*** Opening of DATASET ENTRIES ***

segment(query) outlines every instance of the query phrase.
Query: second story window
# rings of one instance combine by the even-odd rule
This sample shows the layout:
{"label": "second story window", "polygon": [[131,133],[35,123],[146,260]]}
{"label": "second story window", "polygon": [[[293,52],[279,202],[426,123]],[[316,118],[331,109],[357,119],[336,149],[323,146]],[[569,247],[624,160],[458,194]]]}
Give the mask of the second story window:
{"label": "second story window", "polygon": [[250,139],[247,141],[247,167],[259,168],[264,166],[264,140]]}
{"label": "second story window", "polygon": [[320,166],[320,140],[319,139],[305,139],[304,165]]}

*** Close of DATASET ENTRIES ***

TASK TO COMPLETE: Please report every line of the listing that contains the string "instance".

ANSWER TO THIS PROBLEM:
segment(query) outlines every instance of the query phrase.
# rings of one instance combine by the even-odd rule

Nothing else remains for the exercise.